**Source excerpt**
╭──

When you have a choice between running a cable and relying on a wireless connection, you simply must not consider them to be equal choices. The reliability of a wired connection seriously tilts the scales. I have told my clients for years that the equation is simple: people with wireless connections call me for help; people with wires don’t.
These two things are both true:
- Wireless Internet connections, whether 802.11 or cell carrier networks, are wonderful and useful and fantastic and science fictional.
- Wireless Internet connections can be an incredible pain in the butt.
Can you tell I’ve dealt with more than my fair share of wireless failures in the last few weeks? I could tell you anecdotes until you slump senseless in your chair. Well, that would actually happen pretty early on and I’d have barely started, so that’s not a fair test. Let me give you a couple of examples, anyway.
WARNING: some mildly geeky parts ahead, but the parts where I get all pissy and irritable are still fun to read.
- Some client calls are simply the understandable difficulty of keeping up with the technology, the acronyms, and the ever-changing hardware. I spent 15 minutes on the phone with a client tracking down the reason that his laptop couldn’t see wireless networks. After we figured out that the wireless hardware was turned off – and it wasn’t obvious, don’t you think it was! – we spent another fifteen minutes hunting for the key combination or switch that would turn it on, with him stabbing at keys and hunting for switches and buttons while I scoured the web looking for pictures or a manual that would match the laptop model. Did you know that the wireless can be turned completely off on your laptop – not disabled, but turned off as if you had thrown a switch?

╰──

**Information shown**
╭──

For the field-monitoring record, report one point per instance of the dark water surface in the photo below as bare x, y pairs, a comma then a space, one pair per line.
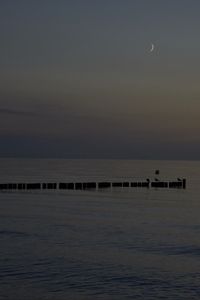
119, 244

╰──

**Exercise**
Return the whole post on wired and wireless connections word for word.

**Response to this exercise**
When you have a choice between running a cable and relying on a wireless connection, you simply must not consider them to be equal choices. The reliability of a wired connection seriously tilts the scales. I have told my clients for years that the equation is simple: people with wireless connections call me for help; people with wires don’t.
These two things are both true:
- Wireless Internet connections, whether 802.11 or cell carrier networks, are wonderful and useful and fantastic and science fictional.
- Wireless Internet connections can be an incredible pain in the butt.
Can you tell I’ve dealt with more than my fair share of wireless failures in the last few weeks? I could tell you anecdotes until you slump senseless in your chair. Well, that would actually happen pretty early on and I’d have barely started, so that’s not a fair test. Let me give you a couple of examples, anyway.
WARNING: some mildly geeky parts ahead, but the parts where I get all pissy and irritable are still fun to read.
- Some client calls are simply the understandable difficulty of keeping up with the technology, the acronyms, and the ever-changing hardware. I spent 15 minutes on the phone with a client tracking down the reason that his laptop couldn’t see wireless networks. After we figured out that the wireless hardware was turned off – and it wasn’t obvious, don’t you think it was! – we spent another fifteen minutes hunting for the key combination or switch that would turn it on, with him stabbing at keys and hunting for switches and buttons while I scoured the web looking for pictures or a manual that would match the laptop model. Did you know that the wireless can be turned completely off on your laptop – not disabled, but turned off as if you had thrown a switch?